(Collected data entries)
START

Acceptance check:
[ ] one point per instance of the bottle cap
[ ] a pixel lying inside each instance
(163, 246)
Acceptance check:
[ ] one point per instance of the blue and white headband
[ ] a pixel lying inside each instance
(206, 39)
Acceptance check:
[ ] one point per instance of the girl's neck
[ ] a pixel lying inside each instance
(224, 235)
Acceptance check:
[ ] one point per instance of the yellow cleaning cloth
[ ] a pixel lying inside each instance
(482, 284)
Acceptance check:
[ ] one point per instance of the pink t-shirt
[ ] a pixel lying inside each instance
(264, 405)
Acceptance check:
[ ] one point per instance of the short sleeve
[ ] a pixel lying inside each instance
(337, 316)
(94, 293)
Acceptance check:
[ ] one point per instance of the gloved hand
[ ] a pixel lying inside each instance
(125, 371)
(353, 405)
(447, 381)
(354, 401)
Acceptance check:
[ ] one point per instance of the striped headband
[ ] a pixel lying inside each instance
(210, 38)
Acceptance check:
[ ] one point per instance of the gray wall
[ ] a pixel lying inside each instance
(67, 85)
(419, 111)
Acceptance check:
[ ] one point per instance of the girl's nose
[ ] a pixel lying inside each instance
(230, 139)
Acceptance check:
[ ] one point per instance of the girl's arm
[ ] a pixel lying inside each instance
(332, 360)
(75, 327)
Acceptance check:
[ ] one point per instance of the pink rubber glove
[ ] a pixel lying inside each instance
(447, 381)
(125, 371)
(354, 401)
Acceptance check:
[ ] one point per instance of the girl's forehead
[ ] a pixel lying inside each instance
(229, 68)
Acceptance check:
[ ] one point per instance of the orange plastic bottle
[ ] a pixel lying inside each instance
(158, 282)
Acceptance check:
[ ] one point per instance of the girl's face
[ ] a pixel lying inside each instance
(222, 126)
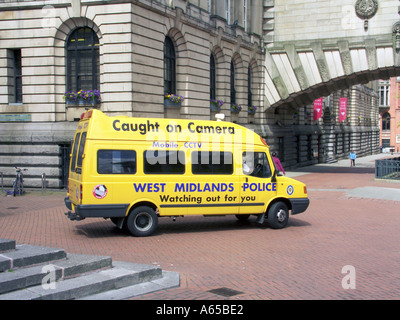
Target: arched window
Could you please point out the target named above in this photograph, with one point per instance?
(249, 92)
(212, 78)
(83, 67)
(233, 90)
(169, 67)
(386, 122)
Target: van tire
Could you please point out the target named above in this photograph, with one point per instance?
(278, 215)
(142, 221)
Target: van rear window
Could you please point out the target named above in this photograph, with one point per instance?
(75, 151)
(164, 162)
(81, 150)
(116, 162)
(212, 162)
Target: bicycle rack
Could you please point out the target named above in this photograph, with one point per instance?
(44, 182)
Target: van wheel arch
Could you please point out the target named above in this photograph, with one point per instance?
(141, 221)
(278, 213)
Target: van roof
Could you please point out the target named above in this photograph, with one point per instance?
(103, 127)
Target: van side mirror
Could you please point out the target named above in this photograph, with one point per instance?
(273, 179)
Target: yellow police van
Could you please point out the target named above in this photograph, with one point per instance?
(136, 170)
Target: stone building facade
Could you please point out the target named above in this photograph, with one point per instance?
(134, 52)
(389, 109)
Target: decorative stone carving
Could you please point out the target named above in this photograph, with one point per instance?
(366, 9)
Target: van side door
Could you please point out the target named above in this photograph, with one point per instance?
(256, 186)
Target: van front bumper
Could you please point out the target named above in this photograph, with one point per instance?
(95, 211)
(299, 205)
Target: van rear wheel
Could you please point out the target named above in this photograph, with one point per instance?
(142, 221)
(278, 215)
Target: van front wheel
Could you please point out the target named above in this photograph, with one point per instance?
(278, 215)
(142, 221)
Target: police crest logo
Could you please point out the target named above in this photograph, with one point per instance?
(100, 191)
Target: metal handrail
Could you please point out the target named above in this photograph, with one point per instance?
(388, 169)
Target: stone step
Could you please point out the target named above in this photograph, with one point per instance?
(6, 245)
(33, 273)
(27, 255)
(168, 280)
(120, 275)
(73, 265)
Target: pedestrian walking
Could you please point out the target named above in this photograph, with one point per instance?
(277, 162)
(353, 157)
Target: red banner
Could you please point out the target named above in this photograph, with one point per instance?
(318, 108)
(342, 109)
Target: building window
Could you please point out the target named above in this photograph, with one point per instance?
(83, 67)
(169, 67)
(212, 78)
(384, 87)
(228, 11)
(386, 122)
(245, 15)
(249, 92)
(14, 76)
(233, 90)
(281, 148)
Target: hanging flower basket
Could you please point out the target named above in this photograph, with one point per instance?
(82, 98)
(235, 108)
(173, 100)
(216, 105)
(251, 110)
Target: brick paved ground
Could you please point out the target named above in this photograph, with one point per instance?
(302, 261)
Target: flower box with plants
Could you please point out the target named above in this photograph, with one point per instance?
(216, 105)
(82, 97)
(235, 108)
(251, 109)
(172, 100)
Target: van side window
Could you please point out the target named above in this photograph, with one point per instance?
(164, 162)
(212, 162)
(256, 164)
(81, 150)
(116, 162)
(75, 151)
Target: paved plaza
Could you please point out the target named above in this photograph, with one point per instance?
(345, 246)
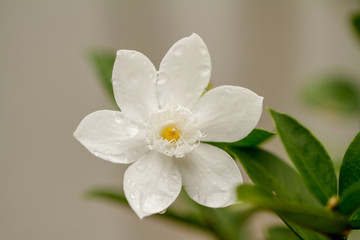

END

# WHAT YOU NEED TO DO
Count the lines in the listing above that contain the string "police", treating uppercase and lowercase as distinct. Reply with the number alone.

# SOLUTION FOR THIS TASK
2